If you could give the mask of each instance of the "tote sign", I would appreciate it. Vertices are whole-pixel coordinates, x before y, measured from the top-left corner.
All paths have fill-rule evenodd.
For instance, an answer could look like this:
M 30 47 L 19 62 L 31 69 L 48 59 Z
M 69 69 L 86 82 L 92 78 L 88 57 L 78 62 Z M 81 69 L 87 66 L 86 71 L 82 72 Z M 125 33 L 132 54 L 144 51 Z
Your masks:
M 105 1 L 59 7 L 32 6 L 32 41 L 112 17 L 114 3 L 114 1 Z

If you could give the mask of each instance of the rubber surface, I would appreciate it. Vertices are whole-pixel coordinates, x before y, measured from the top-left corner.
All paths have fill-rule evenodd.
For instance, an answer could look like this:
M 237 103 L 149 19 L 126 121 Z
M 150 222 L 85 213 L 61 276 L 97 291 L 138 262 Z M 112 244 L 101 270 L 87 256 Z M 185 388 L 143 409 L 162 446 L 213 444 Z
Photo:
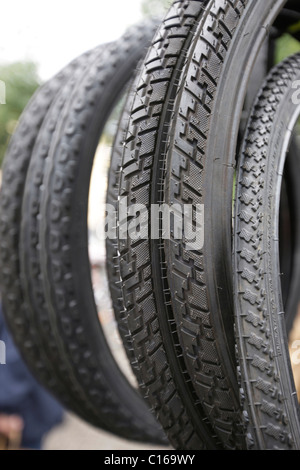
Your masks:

THE TASK = Turn the lines from the start of the records up to and including the line containing "M 105 1 L 59" into a numbered list, leaving out blank lines.

RESULT OF THE TASK =
1. If you could give the mask of each instance of the "tote sign", I would appreciate it. Vertices are whole-pixel coordinates, x before y, measured from the top-left corner.
2. All paths have fill-rule evenodd.
3. For instance, an answer could look like this:
4. M 30 47 L 19 62 L 31 69 L 48 59 Z
5. M 69 69 L 86 82 L 92 78 L 88 57 L 78 62 Z M 81 69 L 87 66 L 86 71 L 82 72 Z M 125 33 L 132 54 L 144 51 Z
6. Your masks:
7. M 105 1 L 59 7 L 32 6 L 32 41 L 112 17 L 114 3 L 114 1 Z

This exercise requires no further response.